Problema posto a
Individui nei record riportati più avanti ogni riga contenente la stringa "utility" e la trascriva, tenendo conto della distinzione tra maiuscole e minuscole.

Brano da leggere
Il tuo volto torna talvolta nel mio pensiero, Aspasia. Ora lo rivedo, velocemente, in altri volti della città, ora esso mi è destato dall’armonia di un giorno sereno, o dalle tacite stelle, e la mia anima è pronta a turbarsi di nuovo. Quanta adorata è stata questa visione e un giorno è stata la mia delizia e il mio tormento. Un profumo che sento emanare dalla fiorita campagna, o che provenga dalle vie della città, mi fa ricordare il giorno nel quale io ti vidi, tutta raccolta nei tuoi appartamenti, odorosi di fiori appena colti, vestita con una veste di colore bruno, con il fianco adagiato sopra un divano, tutta circondata di misteriosa voluttà, e tu, dotta allettatrice, intanto che baciavi i tuoi figli e li stringevi con le lue leggiadrissime mani al tuo seno coperto e desiderato, alzando il tuo bianco collo, ti muovevi con un fare seduttivo e malizioso. Allora un nuovo cielo, una nuova terra, un raggio divino, apparvero al mio pensiero, tanto che io, ferito dalla tua freccia d’amore, mi innamorai di te. Dentro di me portai questo amore infelice, ululando, da quel giorno ad oggi che fanno due anni.

Problema posto b
Ribatta per intero, senza alcuna modifica, il brano rivolto ad Aspasia riportato sopra.

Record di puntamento
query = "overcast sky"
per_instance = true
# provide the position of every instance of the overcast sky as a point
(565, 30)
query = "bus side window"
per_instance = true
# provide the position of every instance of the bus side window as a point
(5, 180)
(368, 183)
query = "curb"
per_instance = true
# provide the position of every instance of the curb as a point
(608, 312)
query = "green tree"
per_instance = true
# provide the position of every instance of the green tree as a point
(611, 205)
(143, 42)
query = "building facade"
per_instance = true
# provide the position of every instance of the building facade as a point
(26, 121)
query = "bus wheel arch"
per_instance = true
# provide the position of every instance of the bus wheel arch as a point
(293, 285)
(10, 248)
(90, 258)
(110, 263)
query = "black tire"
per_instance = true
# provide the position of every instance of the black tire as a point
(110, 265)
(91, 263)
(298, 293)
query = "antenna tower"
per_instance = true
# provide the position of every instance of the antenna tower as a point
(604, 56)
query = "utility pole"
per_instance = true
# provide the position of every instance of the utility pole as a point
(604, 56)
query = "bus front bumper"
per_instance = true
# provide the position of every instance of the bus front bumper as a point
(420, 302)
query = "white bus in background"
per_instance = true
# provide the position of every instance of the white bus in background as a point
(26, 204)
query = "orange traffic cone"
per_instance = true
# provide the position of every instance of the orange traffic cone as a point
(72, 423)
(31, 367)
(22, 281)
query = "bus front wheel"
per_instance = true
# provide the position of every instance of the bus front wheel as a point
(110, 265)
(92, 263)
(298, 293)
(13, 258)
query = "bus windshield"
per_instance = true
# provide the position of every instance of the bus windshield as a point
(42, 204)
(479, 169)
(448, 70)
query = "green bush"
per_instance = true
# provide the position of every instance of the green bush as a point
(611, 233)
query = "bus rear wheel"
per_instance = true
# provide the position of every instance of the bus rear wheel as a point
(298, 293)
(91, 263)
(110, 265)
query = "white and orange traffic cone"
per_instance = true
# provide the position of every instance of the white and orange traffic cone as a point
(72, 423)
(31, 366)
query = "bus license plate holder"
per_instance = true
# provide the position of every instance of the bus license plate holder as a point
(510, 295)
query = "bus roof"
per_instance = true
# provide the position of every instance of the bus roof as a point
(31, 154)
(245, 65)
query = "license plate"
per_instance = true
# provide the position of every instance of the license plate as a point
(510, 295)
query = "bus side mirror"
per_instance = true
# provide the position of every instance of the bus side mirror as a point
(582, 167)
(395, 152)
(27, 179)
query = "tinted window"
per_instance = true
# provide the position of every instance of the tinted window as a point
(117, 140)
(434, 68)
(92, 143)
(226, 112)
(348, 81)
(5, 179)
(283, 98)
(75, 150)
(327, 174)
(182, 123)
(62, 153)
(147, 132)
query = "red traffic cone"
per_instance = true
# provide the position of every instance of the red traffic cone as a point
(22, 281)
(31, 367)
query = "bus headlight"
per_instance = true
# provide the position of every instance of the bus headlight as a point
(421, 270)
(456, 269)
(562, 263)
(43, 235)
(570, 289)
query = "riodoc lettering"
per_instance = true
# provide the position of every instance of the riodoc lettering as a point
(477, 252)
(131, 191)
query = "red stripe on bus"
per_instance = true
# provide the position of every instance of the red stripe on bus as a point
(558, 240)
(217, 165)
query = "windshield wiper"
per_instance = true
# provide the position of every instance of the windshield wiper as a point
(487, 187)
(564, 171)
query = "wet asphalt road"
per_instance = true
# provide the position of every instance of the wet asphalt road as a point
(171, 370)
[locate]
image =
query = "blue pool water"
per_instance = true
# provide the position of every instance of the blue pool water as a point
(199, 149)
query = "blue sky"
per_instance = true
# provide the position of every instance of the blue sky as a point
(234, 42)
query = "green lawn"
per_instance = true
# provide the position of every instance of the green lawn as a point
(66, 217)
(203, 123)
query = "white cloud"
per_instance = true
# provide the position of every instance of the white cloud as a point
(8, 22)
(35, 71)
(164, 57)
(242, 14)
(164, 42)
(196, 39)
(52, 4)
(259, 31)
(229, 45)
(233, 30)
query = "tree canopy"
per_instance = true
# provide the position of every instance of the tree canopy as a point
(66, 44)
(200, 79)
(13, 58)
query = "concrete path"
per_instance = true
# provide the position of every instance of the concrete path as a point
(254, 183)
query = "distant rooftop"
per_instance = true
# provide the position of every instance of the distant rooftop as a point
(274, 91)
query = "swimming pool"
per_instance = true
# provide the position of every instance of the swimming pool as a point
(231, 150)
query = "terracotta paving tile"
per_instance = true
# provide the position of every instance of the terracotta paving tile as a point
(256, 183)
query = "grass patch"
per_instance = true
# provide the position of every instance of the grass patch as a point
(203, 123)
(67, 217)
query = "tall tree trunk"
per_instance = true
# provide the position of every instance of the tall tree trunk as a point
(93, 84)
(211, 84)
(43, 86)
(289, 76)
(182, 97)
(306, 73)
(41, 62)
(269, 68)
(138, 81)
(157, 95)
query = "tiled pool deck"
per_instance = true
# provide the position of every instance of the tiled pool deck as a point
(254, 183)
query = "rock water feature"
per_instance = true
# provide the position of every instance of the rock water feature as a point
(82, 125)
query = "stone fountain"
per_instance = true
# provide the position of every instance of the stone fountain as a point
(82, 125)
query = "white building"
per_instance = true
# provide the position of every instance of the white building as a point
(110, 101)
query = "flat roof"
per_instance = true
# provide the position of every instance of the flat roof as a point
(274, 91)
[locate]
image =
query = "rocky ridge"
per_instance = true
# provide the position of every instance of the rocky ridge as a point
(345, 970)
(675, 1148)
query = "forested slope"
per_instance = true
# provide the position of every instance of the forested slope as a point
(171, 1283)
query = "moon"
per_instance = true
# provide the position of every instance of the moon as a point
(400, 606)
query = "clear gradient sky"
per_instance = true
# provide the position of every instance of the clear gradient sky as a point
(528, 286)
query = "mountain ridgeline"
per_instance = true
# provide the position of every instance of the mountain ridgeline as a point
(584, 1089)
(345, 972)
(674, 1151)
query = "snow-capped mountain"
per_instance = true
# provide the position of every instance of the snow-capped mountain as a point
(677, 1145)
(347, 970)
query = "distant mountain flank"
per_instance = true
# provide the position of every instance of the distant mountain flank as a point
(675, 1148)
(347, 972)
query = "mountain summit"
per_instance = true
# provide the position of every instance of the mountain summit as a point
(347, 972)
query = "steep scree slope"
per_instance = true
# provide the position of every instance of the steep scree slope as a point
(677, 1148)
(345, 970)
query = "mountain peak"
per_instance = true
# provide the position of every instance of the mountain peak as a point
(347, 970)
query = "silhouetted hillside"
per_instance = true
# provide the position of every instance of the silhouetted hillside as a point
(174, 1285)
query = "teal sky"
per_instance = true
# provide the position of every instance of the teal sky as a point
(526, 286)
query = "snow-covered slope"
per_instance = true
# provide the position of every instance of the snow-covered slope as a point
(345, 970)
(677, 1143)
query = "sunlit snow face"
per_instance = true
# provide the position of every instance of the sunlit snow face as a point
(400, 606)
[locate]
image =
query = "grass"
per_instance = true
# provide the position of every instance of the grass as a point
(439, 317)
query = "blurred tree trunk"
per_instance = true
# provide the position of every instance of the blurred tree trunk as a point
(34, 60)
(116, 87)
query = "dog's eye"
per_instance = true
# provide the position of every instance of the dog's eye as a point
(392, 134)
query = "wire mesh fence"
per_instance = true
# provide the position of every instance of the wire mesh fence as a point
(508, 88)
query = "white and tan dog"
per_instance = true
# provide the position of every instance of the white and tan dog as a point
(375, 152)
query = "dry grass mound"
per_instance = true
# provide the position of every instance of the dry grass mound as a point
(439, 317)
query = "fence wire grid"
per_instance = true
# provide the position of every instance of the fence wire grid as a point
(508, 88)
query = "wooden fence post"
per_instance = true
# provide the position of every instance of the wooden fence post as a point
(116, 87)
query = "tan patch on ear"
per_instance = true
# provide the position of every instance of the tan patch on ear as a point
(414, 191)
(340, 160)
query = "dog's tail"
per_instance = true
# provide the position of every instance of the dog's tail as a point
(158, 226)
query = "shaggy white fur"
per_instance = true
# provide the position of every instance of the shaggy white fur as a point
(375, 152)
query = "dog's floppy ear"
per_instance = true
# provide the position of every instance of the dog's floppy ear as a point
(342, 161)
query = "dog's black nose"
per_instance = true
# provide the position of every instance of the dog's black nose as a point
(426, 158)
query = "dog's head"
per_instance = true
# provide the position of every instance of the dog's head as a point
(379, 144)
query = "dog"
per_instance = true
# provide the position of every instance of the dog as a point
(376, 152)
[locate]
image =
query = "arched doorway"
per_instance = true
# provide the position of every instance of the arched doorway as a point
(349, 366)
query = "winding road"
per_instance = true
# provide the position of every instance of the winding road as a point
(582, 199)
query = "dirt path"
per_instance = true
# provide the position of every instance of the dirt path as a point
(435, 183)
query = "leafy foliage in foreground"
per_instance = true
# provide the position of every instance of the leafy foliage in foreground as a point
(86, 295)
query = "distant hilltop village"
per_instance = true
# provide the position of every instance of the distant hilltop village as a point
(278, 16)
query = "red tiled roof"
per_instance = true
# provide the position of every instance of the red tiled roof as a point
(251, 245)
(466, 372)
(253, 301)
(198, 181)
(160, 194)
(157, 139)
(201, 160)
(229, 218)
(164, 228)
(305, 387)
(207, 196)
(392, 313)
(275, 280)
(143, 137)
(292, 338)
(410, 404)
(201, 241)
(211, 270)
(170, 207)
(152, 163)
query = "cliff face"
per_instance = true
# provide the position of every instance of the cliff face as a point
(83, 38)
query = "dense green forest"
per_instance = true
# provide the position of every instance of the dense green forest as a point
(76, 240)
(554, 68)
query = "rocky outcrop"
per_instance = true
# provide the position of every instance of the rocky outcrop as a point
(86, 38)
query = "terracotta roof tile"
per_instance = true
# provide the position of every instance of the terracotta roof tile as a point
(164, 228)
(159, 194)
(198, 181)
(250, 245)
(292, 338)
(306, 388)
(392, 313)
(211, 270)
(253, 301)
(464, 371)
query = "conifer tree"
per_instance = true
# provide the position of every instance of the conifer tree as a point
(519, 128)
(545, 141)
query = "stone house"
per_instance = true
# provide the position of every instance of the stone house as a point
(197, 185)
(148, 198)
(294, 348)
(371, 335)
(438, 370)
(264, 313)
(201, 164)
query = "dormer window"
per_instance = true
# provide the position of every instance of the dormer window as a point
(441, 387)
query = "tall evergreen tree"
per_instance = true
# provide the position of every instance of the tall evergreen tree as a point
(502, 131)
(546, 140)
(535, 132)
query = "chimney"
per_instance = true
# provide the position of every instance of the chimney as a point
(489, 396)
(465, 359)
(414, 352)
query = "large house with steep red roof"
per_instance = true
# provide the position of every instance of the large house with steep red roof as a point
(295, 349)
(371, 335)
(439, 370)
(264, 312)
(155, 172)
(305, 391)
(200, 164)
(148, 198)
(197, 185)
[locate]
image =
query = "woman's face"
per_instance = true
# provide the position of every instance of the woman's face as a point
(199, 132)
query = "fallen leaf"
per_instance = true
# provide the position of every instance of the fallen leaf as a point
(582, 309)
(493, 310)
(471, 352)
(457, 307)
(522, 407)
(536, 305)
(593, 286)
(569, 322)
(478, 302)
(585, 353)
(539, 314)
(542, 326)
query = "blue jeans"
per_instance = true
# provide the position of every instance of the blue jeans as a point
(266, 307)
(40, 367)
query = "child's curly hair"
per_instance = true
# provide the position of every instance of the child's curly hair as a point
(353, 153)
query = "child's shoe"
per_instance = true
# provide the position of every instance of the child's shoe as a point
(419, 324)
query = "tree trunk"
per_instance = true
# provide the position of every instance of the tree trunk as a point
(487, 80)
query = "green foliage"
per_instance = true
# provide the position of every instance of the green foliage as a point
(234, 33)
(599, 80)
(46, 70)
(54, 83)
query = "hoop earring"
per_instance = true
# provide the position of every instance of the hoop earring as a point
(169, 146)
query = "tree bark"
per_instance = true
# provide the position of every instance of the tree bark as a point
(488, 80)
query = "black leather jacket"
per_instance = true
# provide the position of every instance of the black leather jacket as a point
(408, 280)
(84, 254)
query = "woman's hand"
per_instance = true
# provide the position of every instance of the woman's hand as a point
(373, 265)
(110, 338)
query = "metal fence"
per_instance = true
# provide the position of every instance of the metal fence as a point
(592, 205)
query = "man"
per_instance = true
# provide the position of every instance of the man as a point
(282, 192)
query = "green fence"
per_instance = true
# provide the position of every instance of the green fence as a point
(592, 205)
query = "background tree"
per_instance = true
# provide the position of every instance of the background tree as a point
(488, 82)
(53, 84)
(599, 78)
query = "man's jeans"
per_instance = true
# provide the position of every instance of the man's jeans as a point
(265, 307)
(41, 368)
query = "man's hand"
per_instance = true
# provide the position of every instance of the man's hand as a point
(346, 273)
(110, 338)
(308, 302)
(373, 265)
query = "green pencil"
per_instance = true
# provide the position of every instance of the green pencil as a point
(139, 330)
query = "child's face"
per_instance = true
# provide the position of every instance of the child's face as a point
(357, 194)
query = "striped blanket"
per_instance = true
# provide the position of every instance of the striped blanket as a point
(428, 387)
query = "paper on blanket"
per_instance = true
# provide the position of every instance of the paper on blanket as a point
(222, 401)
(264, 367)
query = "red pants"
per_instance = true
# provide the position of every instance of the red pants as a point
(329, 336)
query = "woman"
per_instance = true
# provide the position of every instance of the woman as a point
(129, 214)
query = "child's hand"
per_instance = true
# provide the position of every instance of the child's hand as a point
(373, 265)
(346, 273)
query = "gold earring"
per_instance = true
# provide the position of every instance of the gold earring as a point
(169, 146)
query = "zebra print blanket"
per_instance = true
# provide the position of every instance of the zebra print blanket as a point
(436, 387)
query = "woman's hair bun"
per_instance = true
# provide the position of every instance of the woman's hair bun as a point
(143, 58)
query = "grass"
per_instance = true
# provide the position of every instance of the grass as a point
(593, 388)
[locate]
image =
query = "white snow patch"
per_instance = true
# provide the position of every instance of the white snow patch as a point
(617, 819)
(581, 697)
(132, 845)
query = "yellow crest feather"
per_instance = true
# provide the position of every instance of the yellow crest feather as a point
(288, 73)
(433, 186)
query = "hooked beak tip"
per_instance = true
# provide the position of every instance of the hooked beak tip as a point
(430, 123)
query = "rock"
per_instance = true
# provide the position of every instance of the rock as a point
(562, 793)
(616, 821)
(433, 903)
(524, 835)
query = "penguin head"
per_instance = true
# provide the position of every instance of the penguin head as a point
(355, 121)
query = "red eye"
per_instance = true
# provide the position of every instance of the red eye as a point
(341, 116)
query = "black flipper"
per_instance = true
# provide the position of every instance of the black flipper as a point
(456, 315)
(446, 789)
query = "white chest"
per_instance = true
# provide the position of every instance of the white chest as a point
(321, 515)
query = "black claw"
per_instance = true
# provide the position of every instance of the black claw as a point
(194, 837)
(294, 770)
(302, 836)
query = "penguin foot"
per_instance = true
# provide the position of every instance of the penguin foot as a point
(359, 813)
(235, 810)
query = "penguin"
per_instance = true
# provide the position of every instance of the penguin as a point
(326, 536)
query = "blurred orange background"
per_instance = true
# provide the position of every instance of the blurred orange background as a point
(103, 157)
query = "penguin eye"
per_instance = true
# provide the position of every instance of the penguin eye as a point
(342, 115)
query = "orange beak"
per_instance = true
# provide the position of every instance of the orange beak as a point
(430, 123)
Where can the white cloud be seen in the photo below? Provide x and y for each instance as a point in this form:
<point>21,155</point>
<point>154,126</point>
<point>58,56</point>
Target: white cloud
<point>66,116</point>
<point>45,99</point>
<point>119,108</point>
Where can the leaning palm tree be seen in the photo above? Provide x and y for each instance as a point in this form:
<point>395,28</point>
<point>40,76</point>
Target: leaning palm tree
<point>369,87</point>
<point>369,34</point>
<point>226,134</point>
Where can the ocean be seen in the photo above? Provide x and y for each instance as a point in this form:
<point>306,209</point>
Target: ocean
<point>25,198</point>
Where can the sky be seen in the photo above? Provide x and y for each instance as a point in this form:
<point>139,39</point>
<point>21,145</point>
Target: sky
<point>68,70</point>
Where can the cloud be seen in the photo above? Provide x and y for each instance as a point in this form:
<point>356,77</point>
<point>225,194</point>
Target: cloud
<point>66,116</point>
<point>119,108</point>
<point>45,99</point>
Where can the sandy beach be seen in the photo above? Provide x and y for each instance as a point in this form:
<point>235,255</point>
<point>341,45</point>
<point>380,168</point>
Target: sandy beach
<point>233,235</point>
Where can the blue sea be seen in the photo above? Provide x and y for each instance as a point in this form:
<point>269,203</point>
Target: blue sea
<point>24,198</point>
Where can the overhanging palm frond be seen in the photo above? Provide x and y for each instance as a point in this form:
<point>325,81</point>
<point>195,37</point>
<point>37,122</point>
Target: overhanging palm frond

Risposta scritta a
query = "utility pole"
# provide the position of every instance of the utility pole as a point

Risposta scritta b
Il tuo volto torna talvolta nel mio pensiero, Aspasia. Ora lo rivedo, velocemente, in altri volti della città, ora esso mi è destato dall’armonia di un giorno sereno, o dalle tacite stelle, e la mia anima è pronta a turbarsi di nuovo. Quanta adorata è stata questa visione e un giorno è stata la mia delizia e il mio tormento. Un profumo che sento emanare dalla fiorita campagna, o che provenga dalle vie della città, mi fa ricordare il giorno nel quale io ti vidi, tutta raccolta nei tuoi appartamenti, odorosi di fiori appena colti, vestita con una veste di colore bruno, con il fianco adagiato sopra un divano, tutta circondata di misteriosa voluttà, e tu, dotta allettatrice, intanto che baciavi i tuoi figli e li stringevi con le lue leggiadrissime mani al tuo seno coperto e desiderato, alzando il tuo bianco collo, ti muovevi con un fare seduttivo e malizioso. Allora un nuovo cielo, una nuova terra, un raggio divino, apparvero al mio pensiero, tanto che io, ferito dalla tua freccia d’amore, mi innamorai di te. Dentro di me portai questo amore infelice, ululando, da quel giorno ad oggi che fanno due anni.